**Listing**

- - -

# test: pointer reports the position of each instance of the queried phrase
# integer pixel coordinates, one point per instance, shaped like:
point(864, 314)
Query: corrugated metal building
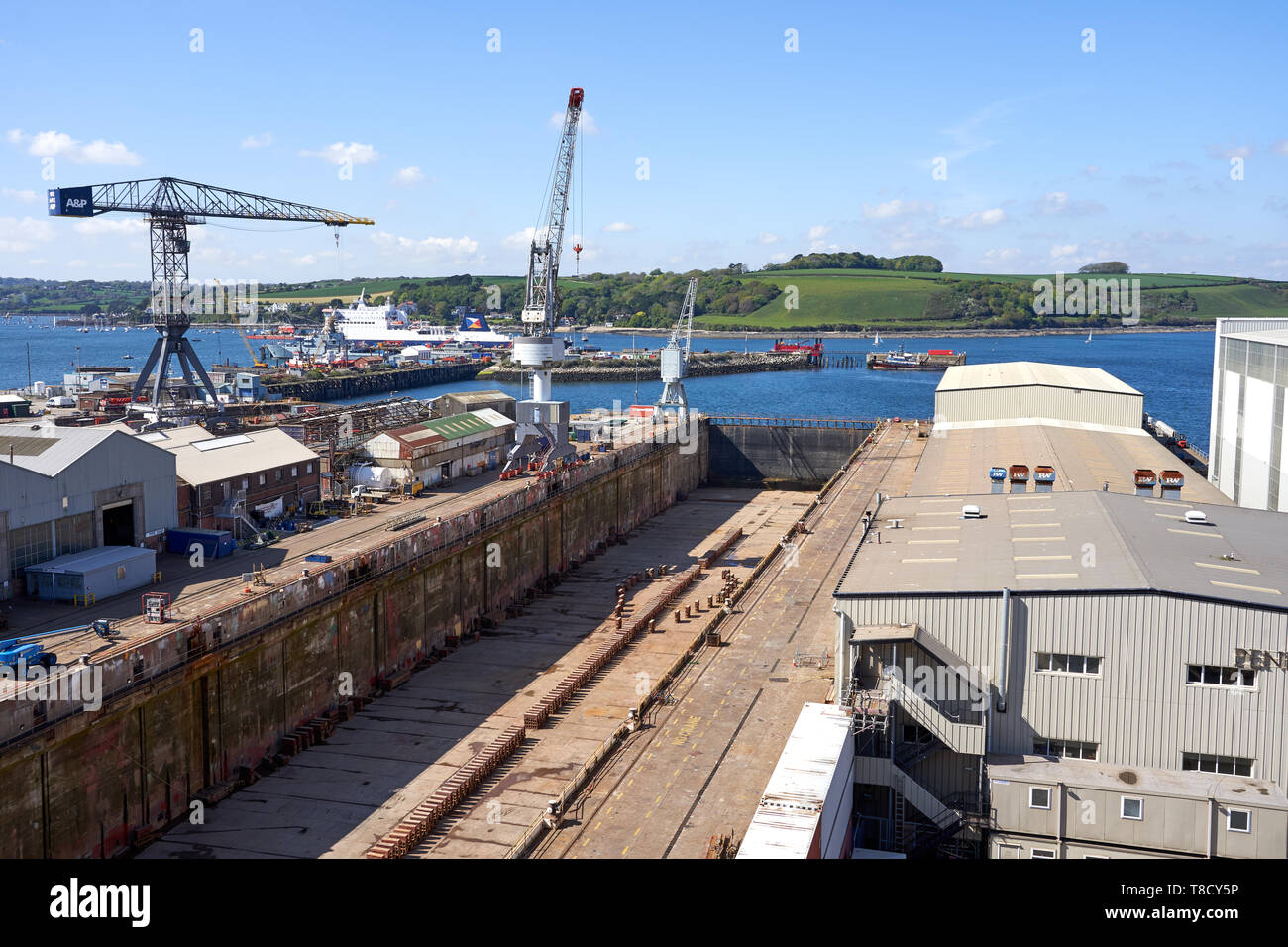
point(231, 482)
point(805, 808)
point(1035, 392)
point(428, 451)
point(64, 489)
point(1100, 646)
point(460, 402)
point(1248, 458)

- - -

**Written instruction**
Format the material above as a Markdown table with the columns Row and Line, one numbered row for each line and no rows for blank lines. Leave out the pictures.

**The result**
| Row | Line |
|---|---|
| 1 | # test: pointer reports the position of each instance of the queried phrase |
| 2 | # integer pixel coordinates, one point per instance, shaped like: |
| 3 | point(864, 314) |
| 4 | Query: corrugated metal building |
| 5 | point(231, 482) |
| 6 | point(805, 808) |
| 7 | point(1035, 392) |
| 8 | point(428, 451) |
| 9 | point(64, 489) |
| 10 | point(1100, 646) |
| 11 | point(460, 402) |
| 12 | point(1248, 458) |